**Stated exercise:** Add 33 to every coordinate in the answers of the entries starting at the line that contains "the dark brown stripe" and ending at the line that contains "Query: green seaweed", both lines included. Write out all of those lines again with the requests included, and leave the numbers in the requests and their format samples unchanged.

**The input:**
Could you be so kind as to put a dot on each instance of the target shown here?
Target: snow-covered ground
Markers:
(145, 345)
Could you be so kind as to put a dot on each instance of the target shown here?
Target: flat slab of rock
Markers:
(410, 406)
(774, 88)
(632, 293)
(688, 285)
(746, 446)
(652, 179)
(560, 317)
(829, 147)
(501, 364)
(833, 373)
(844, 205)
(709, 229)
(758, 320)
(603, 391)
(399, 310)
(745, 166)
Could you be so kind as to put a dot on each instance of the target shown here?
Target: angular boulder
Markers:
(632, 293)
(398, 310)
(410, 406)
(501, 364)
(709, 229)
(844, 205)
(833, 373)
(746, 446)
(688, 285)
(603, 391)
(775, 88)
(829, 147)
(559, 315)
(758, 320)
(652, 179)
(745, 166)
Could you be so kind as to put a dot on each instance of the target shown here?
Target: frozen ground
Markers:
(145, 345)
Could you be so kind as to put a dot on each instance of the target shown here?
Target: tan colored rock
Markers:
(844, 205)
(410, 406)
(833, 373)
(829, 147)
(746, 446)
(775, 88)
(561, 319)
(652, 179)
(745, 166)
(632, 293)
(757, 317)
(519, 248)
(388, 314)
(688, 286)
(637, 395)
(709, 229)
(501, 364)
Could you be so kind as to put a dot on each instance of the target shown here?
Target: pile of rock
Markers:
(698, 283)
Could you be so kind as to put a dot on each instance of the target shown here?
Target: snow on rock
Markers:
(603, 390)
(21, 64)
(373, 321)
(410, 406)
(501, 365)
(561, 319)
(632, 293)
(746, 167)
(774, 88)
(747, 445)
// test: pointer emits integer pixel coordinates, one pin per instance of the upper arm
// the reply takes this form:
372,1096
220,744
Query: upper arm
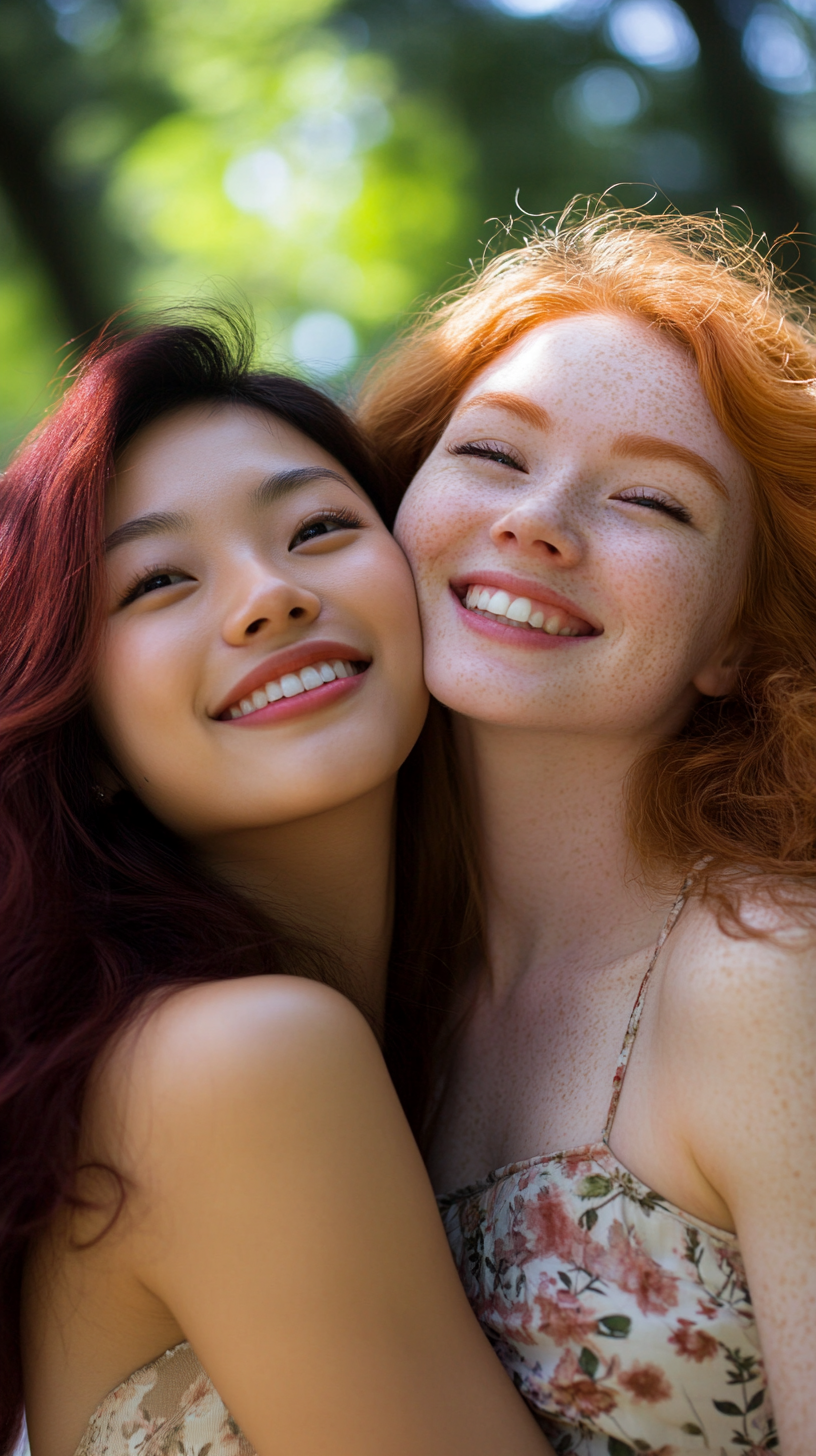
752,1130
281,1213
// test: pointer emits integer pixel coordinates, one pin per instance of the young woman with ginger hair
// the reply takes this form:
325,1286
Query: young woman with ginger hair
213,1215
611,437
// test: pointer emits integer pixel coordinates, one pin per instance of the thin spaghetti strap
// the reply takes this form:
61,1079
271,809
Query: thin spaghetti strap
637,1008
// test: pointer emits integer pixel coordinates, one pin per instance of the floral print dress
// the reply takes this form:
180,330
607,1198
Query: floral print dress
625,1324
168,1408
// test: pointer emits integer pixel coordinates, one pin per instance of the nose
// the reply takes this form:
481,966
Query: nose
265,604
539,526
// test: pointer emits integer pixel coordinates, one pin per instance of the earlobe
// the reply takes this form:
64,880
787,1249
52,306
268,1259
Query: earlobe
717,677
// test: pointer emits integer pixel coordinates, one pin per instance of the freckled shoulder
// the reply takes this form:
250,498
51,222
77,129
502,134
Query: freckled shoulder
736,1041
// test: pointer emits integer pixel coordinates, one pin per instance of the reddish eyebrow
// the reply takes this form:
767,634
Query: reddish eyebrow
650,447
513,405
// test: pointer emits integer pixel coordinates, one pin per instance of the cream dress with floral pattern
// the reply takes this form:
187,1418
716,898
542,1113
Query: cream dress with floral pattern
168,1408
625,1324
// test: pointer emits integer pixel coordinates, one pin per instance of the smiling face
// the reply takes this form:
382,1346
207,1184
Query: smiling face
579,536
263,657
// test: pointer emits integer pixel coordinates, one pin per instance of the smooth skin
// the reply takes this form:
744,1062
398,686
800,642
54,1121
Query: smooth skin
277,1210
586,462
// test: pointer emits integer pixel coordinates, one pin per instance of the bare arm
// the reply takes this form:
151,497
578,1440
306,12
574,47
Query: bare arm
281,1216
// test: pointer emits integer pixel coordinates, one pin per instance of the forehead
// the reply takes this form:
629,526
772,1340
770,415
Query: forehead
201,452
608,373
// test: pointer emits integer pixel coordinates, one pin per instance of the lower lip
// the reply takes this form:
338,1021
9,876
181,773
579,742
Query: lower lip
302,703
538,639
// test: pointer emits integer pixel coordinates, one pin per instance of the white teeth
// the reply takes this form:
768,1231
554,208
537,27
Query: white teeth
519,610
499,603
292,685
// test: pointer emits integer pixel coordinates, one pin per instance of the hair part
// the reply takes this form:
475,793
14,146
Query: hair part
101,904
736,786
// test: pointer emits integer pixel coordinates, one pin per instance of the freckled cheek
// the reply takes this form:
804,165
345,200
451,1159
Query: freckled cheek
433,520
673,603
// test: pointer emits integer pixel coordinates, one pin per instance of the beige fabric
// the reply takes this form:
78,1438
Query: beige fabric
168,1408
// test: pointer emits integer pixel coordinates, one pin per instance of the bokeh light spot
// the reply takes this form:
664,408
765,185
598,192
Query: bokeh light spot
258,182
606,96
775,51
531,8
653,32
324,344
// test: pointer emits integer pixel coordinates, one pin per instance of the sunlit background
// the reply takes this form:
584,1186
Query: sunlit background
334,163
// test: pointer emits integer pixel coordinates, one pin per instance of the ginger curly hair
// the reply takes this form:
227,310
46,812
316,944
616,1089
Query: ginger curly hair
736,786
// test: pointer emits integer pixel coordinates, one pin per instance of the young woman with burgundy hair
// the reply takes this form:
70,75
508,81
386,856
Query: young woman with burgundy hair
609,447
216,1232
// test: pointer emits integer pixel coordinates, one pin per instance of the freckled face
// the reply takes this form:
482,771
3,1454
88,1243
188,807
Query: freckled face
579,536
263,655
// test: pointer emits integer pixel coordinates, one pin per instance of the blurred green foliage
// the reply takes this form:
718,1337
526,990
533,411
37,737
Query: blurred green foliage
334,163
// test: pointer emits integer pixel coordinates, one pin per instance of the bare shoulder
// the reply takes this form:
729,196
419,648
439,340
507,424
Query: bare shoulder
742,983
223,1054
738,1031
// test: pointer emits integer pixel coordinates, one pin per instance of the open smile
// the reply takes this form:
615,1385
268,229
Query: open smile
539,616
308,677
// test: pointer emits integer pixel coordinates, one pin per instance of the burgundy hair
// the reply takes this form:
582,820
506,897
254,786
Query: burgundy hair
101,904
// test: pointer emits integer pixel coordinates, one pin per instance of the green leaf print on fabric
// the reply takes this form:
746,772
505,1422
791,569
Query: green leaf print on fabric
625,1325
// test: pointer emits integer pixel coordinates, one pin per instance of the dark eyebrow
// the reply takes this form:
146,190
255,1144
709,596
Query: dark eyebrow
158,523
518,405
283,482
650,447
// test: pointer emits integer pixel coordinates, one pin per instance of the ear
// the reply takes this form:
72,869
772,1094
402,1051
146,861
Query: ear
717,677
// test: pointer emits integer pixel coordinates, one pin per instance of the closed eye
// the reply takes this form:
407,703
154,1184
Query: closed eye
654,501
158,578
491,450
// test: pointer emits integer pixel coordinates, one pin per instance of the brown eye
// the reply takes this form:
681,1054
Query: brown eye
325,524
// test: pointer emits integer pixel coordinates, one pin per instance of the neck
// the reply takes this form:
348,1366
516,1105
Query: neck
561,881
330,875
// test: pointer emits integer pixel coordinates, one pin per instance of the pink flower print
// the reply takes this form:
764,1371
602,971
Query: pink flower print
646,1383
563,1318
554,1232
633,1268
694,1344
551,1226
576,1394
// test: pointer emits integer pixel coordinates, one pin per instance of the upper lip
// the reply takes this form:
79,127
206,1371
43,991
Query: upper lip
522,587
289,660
==
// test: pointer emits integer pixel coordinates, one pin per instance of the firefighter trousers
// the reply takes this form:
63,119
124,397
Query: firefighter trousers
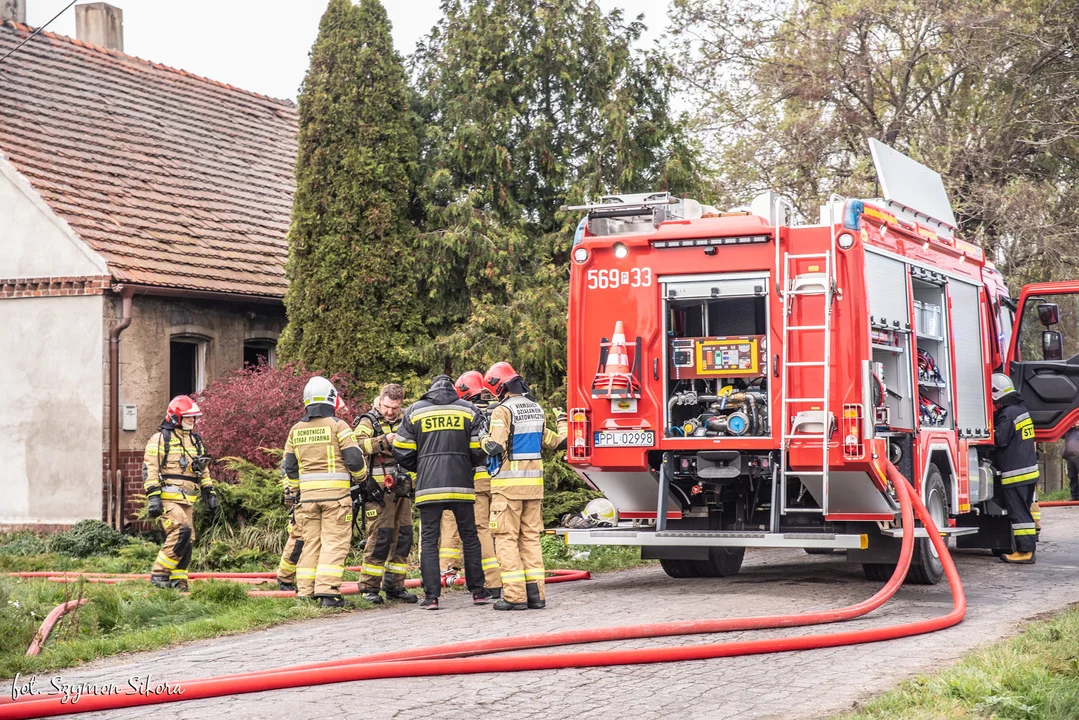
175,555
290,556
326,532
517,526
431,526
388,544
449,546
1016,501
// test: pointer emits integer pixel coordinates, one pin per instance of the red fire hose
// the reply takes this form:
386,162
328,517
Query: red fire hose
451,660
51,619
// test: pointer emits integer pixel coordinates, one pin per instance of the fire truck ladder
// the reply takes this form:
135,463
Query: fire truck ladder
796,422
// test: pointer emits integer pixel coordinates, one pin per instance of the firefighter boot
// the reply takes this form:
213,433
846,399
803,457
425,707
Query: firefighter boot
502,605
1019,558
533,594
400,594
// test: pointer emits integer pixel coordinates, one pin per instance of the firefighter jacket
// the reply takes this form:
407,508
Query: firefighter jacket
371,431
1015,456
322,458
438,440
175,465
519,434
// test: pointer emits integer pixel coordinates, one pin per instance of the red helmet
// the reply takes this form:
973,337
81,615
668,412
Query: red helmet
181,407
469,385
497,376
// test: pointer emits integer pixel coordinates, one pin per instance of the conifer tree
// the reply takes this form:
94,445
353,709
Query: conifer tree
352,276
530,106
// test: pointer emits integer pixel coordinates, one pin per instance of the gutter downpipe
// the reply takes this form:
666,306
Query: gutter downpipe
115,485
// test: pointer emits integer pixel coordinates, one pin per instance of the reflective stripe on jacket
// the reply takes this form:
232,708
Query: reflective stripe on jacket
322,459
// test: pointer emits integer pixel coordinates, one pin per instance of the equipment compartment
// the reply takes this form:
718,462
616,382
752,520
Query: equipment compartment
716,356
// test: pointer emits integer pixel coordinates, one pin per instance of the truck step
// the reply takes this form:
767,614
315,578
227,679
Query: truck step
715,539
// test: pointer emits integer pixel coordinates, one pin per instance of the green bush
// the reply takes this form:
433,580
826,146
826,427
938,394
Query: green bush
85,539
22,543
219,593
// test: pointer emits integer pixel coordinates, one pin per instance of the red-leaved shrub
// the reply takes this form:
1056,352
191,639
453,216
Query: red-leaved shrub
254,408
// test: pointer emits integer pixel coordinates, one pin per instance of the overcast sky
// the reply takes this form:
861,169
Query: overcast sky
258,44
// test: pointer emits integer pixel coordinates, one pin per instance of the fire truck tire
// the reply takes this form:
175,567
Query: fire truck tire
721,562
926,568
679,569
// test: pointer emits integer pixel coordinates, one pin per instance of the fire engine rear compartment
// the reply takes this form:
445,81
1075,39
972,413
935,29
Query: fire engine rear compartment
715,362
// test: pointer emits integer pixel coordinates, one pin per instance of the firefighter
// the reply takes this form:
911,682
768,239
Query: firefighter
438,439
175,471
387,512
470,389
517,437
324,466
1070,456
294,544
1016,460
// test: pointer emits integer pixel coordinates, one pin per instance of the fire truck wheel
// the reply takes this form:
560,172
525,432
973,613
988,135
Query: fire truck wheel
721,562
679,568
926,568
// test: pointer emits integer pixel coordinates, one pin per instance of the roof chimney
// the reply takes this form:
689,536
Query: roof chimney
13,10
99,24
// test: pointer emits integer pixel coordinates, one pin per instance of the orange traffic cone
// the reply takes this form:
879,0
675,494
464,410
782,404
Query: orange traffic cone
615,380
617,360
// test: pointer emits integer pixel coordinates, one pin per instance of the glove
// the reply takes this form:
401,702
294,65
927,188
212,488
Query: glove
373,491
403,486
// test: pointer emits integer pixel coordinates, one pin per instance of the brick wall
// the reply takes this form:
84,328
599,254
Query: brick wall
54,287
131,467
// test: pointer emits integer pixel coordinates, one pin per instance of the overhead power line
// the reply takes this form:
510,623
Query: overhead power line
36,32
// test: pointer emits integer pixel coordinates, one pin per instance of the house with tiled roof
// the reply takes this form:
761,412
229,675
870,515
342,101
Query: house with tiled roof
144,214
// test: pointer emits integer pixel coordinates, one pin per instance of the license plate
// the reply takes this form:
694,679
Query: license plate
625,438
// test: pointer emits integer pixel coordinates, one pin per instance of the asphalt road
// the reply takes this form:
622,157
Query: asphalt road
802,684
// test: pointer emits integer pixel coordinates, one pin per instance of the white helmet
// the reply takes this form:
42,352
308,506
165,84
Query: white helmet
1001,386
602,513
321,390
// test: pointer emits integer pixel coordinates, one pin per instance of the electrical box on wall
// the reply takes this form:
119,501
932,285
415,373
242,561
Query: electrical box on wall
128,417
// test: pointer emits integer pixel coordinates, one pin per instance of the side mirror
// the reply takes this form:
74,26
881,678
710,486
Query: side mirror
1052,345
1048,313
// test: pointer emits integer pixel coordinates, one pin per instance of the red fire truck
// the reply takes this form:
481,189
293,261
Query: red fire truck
==
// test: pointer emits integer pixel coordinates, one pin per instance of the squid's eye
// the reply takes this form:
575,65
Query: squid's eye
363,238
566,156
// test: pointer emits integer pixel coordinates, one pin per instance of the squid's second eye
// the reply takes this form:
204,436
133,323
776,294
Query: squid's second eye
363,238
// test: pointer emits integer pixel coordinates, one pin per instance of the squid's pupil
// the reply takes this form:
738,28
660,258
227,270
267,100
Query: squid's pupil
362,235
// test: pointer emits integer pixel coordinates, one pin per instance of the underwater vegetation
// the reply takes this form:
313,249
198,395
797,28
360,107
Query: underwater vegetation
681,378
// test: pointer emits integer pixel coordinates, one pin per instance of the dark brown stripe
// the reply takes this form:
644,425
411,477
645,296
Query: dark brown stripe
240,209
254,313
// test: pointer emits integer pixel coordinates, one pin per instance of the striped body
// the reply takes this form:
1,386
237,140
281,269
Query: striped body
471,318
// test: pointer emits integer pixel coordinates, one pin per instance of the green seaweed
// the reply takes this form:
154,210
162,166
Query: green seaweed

**Full output:**
// test: pointer emits integer pixel coordinates, one pin per instance of the dark brown stripe
// the reply takes this form:
644,425
411,477
645,296
Query: dark brown stripe
273,242
287,346
// test: pointer emits integer pixel coordinates, one pin per instance of the striped body
// the reply takes this form:
1,386
237,140
281,269
Query: striped body
504,351
// test: pointer emits integer pixel coordinates, one pin per instance of the green seaweed
// the reply takes this form:
154,210
162,166
Query: green seaweed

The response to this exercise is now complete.